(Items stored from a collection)
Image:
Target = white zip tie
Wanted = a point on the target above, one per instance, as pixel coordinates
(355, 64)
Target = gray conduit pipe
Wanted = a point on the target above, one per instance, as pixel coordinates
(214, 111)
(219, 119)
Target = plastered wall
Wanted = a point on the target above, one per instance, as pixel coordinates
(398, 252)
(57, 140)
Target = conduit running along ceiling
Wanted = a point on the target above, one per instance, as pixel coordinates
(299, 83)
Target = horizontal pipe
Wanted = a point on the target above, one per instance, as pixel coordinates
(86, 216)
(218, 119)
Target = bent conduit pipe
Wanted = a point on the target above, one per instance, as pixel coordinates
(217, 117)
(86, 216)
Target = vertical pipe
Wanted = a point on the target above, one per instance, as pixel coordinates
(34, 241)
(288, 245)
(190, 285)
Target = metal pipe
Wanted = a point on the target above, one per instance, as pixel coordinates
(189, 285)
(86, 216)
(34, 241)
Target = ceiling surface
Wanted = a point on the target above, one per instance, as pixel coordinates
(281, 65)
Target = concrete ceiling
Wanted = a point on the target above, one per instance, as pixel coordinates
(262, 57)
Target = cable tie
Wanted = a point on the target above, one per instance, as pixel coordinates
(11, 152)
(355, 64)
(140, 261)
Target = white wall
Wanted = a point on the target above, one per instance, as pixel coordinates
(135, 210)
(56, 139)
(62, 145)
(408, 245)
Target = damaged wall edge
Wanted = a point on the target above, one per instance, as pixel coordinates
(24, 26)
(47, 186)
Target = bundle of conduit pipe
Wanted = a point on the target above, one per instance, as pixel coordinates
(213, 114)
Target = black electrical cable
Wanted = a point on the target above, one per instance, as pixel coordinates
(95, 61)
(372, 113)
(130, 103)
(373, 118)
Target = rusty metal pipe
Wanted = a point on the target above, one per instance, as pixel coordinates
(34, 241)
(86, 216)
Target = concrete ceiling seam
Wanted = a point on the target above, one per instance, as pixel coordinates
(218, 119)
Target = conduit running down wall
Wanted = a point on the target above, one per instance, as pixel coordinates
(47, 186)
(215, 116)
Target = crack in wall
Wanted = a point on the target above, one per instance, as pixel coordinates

The exercise -
Render the lines of the material as a JSON list of strings, one string per line and with blank lines left out. Start at the line containing "Target = rusty metal pipe" and continue through the last line of the material, including both ends.

Exercise answer -
[
  "Target = rusty metal pipe",
  "Wanted = a point on the target above, one per instance, as pixel coordinates",
  "(34, 241)",
  "(86, 216)",
  "Target = concrete ceiling seam",
  "Wanted = a point on the target above, one per instance, as pixel coordinates",
  "(218, 119)",
  "Target = conduit running down wall",
  "Wanted = a point on the target above, one per instance, as pixel coordinates",
  "(47, 186)",
  "(215, 116)",
  "Target = crack in wall",
  "Wanted = a point on the target above, one per instance, as pixel coordinates"
]